▸ Texte à lire:
Pour lui, la première réalité géographique, c'est l'unité de l'océan,
fait que Mahan avait déjà mis en exergue. L'océan est aujourd'hui une
unité connue et close comme le Nil était une unité connue et fermée pour
les Egyptiens et comme la Méditerranée l'était pour les Romains.
L'Italie s'est transformée au cours des Guerres Puniques en base navale.
Elle a d'abord conquis le bassin occidental de la Méditerranée puis le
bassin oriental. Dès l'achèvement de cette clôture, Rome est redevenue
une puissance militaire essentiellement terrestre. L'objet de la Guerre
des Gaules a été d'empêcher le rassemblement d'une flotte ennemie de
Rome dans le Golfe de Gascogne, la Manche et la Mer du Nord, qui aurait
pu pénétrer par Gibraltar dans le bassin occidental de la Méditerranée.

▸ Votre tâche:
Recopiez mot pour mot, dans le texte sur l'unité de l'océan, tout ce qui va de « L'Italie s'est transformée » jusqu'à « de la Méditerranée. ». Les données qui suivent proviennent d'une autre source.

▸ Données fournies:

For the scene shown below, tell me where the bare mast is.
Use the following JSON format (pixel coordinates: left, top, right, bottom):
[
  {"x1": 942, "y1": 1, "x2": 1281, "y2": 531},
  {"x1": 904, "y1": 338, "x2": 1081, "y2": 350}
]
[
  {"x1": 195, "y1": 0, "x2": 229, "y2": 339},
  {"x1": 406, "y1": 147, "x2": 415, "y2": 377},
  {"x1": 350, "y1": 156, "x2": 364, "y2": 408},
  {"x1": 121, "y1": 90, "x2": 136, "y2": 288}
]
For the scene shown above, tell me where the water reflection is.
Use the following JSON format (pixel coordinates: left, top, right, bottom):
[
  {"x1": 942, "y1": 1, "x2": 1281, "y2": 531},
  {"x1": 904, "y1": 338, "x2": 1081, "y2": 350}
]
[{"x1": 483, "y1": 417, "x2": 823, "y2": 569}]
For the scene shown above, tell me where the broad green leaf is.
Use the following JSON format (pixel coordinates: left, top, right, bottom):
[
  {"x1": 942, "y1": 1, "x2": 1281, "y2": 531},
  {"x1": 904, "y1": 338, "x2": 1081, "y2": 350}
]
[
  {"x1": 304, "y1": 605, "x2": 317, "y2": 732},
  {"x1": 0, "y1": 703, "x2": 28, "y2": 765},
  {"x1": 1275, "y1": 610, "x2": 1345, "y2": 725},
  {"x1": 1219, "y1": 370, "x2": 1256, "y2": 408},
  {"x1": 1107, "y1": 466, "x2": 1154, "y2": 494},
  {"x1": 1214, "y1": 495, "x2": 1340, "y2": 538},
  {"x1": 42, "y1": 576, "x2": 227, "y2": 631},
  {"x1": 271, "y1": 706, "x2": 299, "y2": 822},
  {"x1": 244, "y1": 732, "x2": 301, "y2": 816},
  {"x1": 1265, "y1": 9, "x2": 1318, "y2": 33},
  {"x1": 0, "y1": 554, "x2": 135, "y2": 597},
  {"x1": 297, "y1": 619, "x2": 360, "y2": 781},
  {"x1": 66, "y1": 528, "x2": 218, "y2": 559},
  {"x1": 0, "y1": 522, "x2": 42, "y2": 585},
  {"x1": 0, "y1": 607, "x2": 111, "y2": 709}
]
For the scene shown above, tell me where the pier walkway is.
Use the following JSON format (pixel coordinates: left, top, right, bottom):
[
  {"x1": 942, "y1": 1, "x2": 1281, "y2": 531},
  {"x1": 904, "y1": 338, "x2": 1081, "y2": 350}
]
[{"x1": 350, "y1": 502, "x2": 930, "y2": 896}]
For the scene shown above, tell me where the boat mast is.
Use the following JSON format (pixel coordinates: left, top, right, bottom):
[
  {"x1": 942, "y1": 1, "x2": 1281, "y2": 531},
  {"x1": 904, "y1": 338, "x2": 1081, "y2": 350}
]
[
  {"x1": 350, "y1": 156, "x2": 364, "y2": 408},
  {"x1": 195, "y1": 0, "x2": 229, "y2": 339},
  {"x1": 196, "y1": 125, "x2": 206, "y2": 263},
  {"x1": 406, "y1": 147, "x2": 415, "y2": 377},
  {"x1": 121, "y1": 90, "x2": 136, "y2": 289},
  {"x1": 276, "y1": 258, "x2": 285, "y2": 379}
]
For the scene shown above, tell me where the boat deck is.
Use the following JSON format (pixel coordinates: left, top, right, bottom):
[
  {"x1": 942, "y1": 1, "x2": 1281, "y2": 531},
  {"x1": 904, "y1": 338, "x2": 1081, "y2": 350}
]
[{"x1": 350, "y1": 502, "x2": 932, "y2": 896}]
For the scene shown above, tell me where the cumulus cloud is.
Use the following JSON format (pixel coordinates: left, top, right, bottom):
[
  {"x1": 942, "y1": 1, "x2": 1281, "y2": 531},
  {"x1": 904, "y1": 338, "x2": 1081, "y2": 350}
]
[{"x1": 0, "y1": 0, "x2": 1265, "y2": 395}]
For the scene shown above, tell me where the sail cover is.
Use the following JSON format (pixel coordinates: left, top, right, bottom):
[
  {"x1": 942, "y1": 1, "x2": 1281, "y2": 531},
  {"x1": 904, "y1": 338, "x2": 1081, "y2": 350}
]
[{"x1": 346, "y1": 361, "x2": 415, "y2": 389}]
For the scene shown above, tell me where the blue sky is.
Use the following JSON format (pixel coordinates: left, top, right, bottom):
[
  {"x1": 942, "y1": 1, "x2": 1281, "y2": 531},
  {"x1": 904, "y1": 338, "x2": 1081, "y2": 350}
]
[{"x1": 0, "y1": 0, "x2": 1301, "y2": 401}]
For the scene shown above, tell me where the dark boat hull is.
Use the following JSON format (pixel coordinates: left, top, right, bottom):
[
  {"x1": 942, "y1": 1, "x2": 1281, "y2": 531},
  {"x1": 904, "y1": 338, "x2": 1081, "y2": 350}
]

▸ Réponse attendue:
L'Italie s'est transformée au cours des Guerres Puniques en base navale.
Elle a d'abord conquis le bassin occidental de la Méditerranée puis le
bassin oriental. Dès l'achèvement de cette clôture, Rome est redevenue
une puissance militaire essentiellement terrestre. L'objet de la Guerre
des Gaules a été d'empêcher le rassemblement d'une flotte ennemie de
Rome dans le Golfe de Gascogne, la Manche et la Mer du Nord, qui aurait
pu pénétrer par Gibraltar dans le bassin occidental de la Méditerranée.